In the records below, the line that contains "walkway in the photo above." marks the start. Copy it and each line after it through the end, exactly, without pictures.

◆ ◆ ◆

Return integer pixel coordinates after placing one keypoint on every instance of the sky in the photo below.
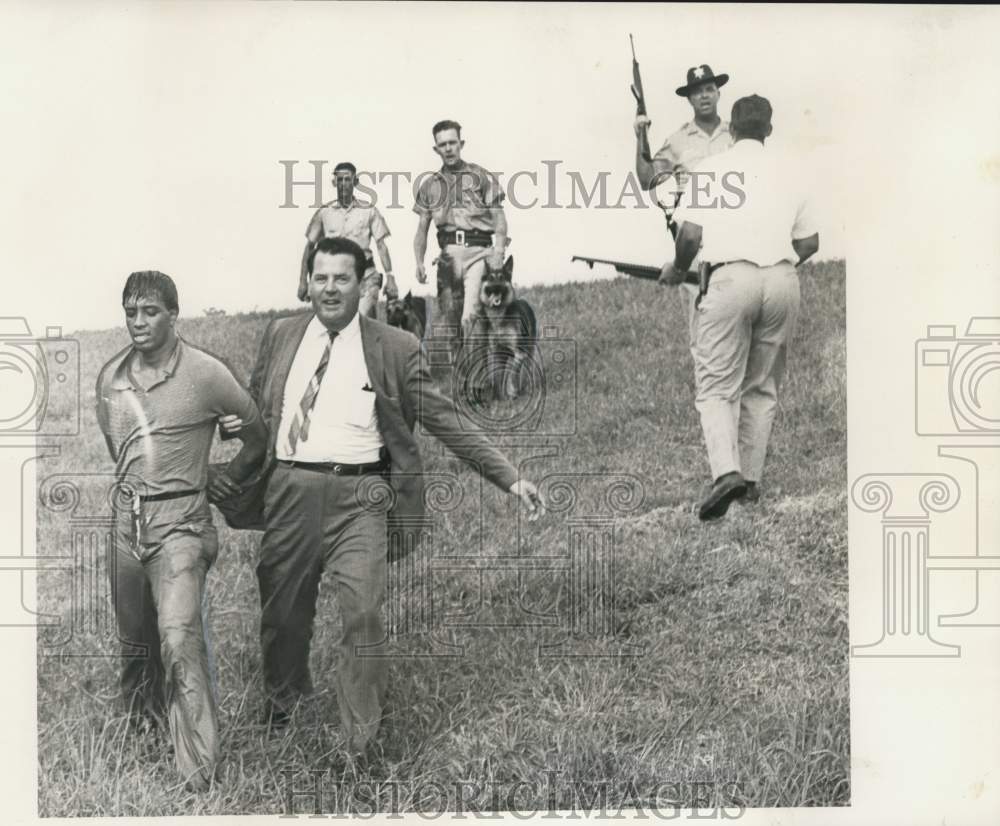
(150, 136)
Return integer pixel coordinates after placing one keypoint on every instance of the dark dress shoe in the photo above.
(727, 488)
(274, 717)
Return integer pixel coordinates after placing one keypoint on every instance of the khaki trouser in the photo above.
(460, 275)
(688, 296)
(315, 524)
(158, 605)
(743, 327)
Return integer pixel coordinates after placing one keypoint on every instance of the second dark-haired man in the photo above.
(345, 217)
(340, 394)
(750, 216)
(157, 404)
(465, 202)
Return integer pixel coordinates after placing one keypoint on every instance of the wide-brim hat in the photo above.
(701, 74)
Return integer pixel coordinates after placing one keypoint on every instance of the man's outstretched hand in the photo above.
(530, 498)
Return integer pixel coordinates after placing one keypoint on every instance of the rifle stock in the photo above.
(640, 105)
(635, 270)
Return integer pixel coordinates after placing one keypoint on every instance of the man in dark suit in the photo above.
(340, 394)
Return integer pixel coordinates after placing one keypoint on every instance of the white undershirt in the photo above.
(751, 203)
(342, 426)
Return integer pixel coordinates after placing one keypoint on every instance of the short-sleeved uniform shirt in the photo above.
(463, 198)
(360, 223)
(162, 434)
(690, 144)
(750, 205)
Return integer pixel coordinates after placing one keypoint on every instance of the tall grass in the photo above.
(742, 625)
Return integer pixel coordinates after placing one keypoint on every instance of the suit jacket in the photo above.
(404, 393)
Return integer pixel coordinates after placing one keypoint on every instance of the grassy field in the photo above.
(734, 687)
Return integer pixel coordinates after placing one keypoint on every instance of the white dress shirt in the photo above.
(749, 204)
(342, 426)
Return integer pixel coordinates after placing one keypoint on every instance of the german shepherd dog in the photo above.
(511, 330)
(409, 313)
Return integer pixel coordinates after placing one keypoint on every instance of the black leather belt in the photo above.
(465, 238)
(338, 468)
(713, 267)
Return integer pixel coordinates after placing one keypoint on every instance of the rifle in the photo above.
(635, 270)
(640, 105)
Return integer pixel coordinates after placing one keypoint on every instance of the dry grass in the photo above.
(742, 683)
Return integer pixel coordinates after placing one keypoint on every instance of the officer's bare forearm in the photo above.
(420, 242)
(500, 229)
(383, 255)
(644, 170)
(687, 245)
(251, 455)
(805, 248)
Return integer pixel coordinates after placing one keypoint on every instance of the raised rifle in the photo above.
(635, 270)
(640, 104)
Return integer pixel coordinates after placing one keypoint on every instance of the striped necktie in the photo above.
(299, 430)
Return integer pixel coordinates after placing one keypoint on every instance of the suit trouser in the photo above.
(315, 523)
(743, 327)
(158, 605)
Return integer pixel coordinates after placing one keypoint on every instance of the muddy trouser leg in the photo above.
(135, 610)
(177, 572)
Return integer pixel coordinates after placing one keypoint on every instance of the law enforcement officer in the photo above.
(706, 134)
(346, 217)
(749, 214)
(465, 201)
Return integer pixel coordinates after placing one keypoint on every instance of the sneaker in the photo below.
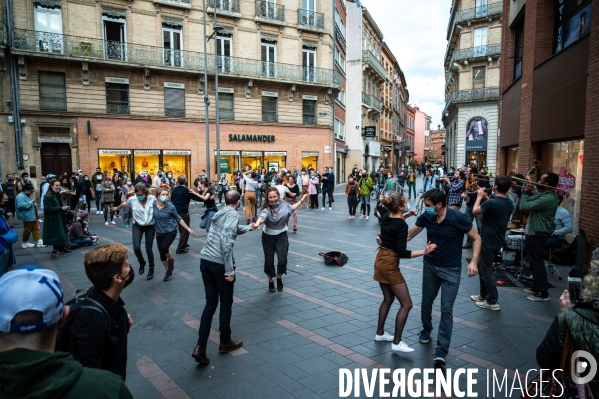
(401, 347)
(424, 337)
(439, 358)
(538, 297)
(383, 338)
(487, 305)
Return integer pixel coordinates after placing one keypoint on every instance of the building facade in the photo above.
(472, 71)
(121, 85)
(549, 95)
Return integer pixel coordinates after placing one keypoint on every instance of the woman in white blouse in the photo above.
(142, 205)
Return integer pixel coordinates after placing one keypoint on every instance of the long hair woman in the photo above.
(167, 222)
(54, 231)
(275, 215)
(394, 237)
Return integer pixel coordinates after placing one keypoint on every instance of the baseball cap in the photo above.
(30, 288)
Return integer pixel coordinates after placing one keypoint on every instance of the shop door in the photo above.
(56, 159)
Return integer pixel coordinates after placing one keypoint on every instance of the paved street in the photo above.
(296, 341)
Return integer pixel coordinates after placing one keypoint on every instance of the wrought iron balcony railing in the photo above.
(67, 46)
(469, 96)
(310, 20)
(226, 7)
(267, 11)
(309, 120)
(175, 3)
(117, 109)
(371, 59)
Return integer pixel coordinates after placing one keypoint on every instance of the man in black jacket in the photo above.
(98, 334)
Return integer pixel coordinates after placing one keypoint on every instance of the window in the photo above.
(269, 53)
(309, 112)
(117, 98)
(478, 77)
(48, 29)
(225, 106)
(174, 102)
(53, 92)
(339, 129)
(172, 43)
(269, 109)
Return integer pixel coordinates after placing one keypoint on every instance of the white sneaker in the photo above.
(383, 338)
(401, 347)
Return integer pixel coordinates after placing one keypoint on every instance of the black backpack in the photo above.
(76, 305)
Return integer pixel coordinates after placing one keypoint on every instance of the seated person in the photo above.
(79, 235)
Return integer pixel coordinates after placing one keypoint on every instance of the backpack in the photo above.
(63, 340)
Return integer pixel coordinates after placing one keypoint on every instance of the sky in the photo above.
(416, 31)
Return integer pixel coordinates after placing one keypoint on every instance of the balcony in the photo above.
(310, 20)
(270, 13)
(175, 3)
(75, 48)
(225, 7)
(371, 61)
(470, 96)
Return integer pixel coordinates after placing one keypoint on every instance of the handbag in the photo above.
(334, 258)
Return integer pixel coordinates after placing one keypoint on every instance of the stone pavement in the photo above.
(296, 341)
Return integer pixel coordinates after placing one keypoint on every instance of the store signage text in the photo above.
(260, 138)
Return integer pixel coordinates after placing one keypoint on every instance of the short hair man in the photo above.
(91, 341)
(218, 274)
(32, 312)
(495, 214)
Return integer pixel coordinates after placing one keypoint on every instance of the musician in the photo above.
(542, 207)
(495, 214)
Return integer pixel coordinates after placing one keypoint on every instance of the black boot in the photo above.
(150, 273)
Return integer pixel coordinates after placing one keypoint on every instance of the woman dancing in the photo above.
(393, 239)
(275, 215)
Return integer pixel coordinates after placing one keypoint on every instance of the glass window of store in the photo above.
(110, 159)
(148, 160)
(276, 160)
(566, 158)
(309, 159)
(251, 160)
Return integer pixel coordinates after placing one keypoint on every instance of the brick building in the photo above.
(549, 96)
(120, 84)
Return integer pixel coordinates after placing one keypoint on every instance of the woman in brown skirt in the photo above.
(393, 239)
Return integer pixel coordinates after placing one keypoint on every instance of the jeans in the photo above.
(137, 233)
(479, 221)
(98, 198)
(486, 275)
(448, 280)
(534, 248)
(215, 286)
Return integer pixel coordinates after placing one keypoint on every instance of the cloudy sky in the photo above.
(416, 34)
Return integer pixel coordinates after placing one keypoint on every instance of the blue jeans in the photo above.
(448, 280)
(215, 286)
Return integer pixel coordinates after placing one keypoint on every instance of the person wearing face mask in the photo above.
(54, 231)
(442, 268)
(352, 192)
(275, 214)
(167, 221)
(96, 335)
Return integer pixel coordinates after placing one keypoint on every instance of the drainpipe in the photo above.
(14, 88)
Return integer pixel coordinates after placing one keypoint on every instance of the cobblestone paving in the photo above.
(296, 341)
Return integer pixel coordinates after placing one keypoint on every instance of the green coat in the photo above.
(54, 231)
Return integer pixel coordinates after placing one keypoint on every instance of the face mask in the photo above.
(430, 211)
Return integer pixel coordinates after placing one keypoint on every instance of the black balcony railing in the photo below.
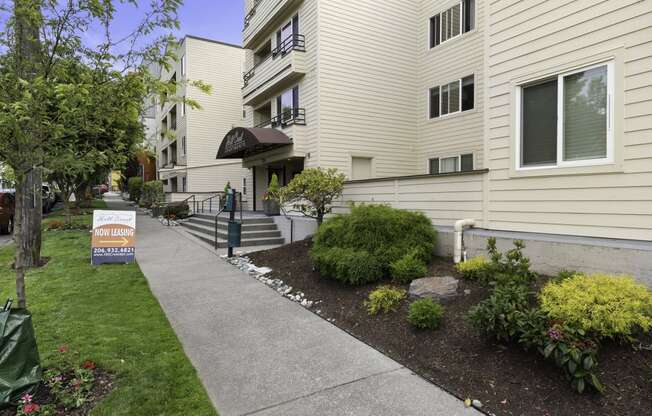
(287, 118)
(291, 43)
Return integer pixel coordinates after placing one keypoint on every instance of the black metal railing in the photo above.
(291, 43)
(214, 201)
(287, 118)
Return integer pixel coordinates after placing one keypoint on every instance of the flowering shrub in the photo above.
(425, 314)
(385, 299)
(26, 406)
(603, 305)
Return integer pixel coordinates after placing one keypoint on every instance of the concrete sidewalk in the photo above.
(258, 353)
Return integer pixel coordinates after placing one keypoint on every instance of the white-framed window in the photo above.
(566, 120)
(452, 22)
(451, 164)
(451, 98)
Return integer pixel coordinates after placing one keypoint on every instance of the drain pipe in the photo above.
(459, 238)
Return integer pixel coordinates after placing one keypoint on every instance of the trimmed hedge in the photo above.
(360, 247)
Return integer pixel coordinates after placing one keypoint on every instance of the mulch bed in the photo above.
(102, 386)
(507, 380)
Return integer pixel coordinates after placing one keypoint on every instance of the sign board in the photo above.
(114, 237)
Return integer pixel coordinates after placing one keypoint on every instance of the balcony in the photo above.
(295, 116)
(286, 65)
(263, 16)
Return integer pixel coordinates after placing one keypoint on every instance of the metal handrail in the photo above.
(210, 202)
(287, 118)
(294, 42)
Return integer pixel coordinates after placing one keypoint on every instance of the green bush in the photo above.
(384, 299)
(475, 268)
(384, 233)
(152, 194)
(604, 305)
(425, 314)
(135, 186)
(408, 268)
(498, 315)
(351, 267)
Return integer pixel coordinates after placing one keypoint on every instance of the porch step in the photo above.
(255, 231)
(222, 224)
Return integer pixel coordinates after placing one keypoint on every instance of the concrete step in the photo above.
(245, 243)
(222, 224)
(224, 217)
(221, 232)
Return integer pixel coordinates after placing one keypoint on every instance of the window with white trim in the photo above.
(452, 22)
(452, 98)
(461, 163)
(567, 120)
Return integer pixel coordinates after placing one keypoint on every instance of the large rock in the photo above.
(437, 288)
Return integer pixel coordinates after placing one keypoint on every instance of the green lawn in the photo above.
(110, 316)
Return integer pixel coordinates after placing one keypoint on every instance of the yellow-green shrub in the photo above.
(385, 299)
(474, 268)
(607, 306)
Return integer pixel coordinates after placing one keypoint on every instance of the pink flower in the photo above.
(31, 408)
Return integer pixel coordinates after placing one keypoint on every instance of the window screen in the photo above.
(433, 168)
(448, 165)
(466, 162)
(585, 115)
(454, 98)
(539, 124)
(468, 93)
(434, 102)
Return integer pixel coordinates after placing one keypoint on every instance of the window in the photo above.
(360, 168)
(287, 104)
(567, 120)
(452, 97)
(452, 22)
(462, 163)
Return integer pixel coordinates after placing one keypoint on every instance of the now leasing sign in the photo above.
(114, 237)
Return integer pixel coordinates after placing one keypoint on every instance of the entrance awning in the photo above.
(242, 142)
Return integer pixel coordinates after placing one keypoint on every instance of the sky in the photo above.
(213, 19)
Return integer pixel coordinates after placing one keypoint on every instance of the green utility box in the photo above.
(20, 365)
(234, 234)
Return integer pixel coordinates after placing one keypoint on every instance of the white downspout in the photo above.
(459, 231)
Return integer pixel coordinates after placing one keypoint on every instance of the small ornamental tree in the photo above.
(312, 192)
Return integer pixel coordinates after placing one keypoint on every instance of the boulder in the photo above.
(437, 288)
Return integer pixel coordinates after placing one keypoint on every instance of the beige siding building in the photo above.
(189, 138)
(534, 119)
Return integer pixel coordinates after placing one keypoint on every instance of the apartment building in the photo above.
(187, 139)
(532, 118)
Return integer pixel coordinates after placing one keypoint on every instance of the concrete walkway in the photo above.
(258, 353)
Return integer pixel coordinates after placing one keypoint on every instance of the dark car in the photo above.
(7, 209)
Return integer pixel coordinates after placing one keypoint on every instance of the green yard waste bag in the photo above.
(20, 366)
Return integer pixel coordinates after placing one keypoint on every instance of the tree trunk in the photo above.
(27, 230)
(28, 215)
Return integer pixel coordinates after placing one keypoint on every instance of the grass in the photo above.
(108, 315)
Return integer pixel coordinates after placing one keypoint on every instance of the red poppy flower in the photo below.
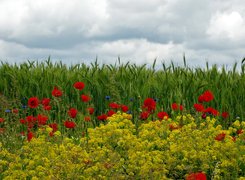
(220, 137)
(87, 118)
(85, 98)
(175, 106)
(33, 102)
(212, 111)
(196, 176)
(239, 131)
(42, 119)
(149, 104)
(56, 92)
(90, 110)
(69, 124)
(15, 111)
(47, 108)
(114, 105)
(72, 112)
(162, 115)
(102, 117)
(110, 113)
(199, 107)
(2, 130)
(30, 135)
(45, 101)
(54, 126)
(225, 115)
(1, 120)
(79, 85)
(124, 108)
(144, 115)
(172, 127)
(22, 121)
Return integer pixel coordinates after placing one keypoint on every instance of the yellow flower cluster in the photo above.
(168, 149)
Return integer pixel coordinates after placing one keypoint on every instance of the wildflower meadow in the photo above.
(121, 121)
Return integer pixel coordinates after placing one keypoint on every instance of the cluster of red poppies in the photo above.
(148, 109)
(206, 97)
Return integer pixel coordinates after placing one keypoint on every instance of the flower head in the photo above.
(33, 102)
(72, 112)
(149, 104)
(102, 117)
(69, 124)
(85, 98)
(90, 110)
(144, 115)
(56, 92)
(79, 85)
(162, 115)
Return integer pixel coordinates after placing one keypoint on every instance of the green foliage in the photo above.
(125, 81)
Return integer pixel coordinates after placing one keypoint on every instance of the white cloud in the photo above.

◆ ◆ ◆

Full answer ▸
Return integer pixel coordinates after placing one keypoint on every instance of the concrete walkway in the photo above.
(258, 353)
Return integer pixel coordinates after placing one keypoint on every instance of the dark car in the photo above.
(7, 209)
Return integer pixel coordinates after placing one keypoint on every instance of the green yard waste bag in the photo above.
(20, 366)
Return integer pixel coordinates after placing one keypoint on every instance of the tree trunk in the photo above.
(27, 230)
(28, 215)
Return integer pixel coordinates after placing one keypoint on every instance of the grass in the photo above.
(108, 315)
Return integer pixel coordinates after placing one keypoint on every instance of the red poppy flower in the photo below.
(220, 137)
(87, 118)
(85, 98)
(175, 106)
(33, 102)
(212, 111)
(196, 176)
(239, 131)
(42, 119)
(149, 104)
(56, 92)
(90, 110)
(69, 124)
(15, 111)
(47, 108)
(114, 105)
(72, 112)
(162, 115)
(102, 117)
(110, 113)
(199, 107)
(2, 130)
(30, 135)
(45, 101)
(54, 126)
(225, 115)
(1, 120)
(79, 85)
(124, 108)
(144, 115)
(172, 127)
(22, 121)
Return integer pixel coordinates after placing one keypoint on every instance of the yellow flower cluster in the photo above.
(168, 149)
Return integer pixel coordinates after placing one keypoint on every instance of the wildflower meadow in the photo above.
(121, 121)
Return integer pixel coordinates after placing one keypoint on every instance of the cluster of red poppies in the photo above.
(148, 109)
(206, 97)
Return integer pixel coordinates after placing one keypoint on every instance of the flower head in the photo above.
(33, 102)
(72, 112)
(149, 104)
(102, 117)
(69, 124)
(85, 98)
(90, 110)
(144, 115)
(56, 92)
(79, 85)
(162, 115)
Return integer pixel coordinates after placing one keypoint on every instance of the green foliage in the photo above.
(125, 81)
Return integer pixel coordinates after placing one keypoint on every instance of the white cloud in the photo above.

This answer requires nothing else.